Extracted data entries:
==================================================

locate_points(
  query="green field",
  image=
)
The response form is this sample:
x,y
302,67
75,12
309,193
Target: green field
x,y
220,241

==================================================

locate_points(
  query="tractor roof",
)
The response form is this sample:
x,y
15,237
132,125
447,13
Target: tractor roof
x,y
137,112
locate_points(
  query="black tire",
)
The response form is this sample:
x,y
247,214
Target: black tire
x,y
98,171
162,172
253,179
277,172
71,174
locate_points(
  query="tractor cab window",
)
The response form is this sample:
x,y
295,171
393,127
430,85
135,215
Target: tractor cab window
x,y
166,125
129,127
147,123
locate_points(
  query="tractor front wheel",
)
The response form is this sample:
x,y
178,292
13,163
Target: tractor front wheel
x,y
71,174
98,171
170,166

==================================================

Exercise description:
Only the number is wanted: how many lines in the entries above include the word "query"?

Response area:
5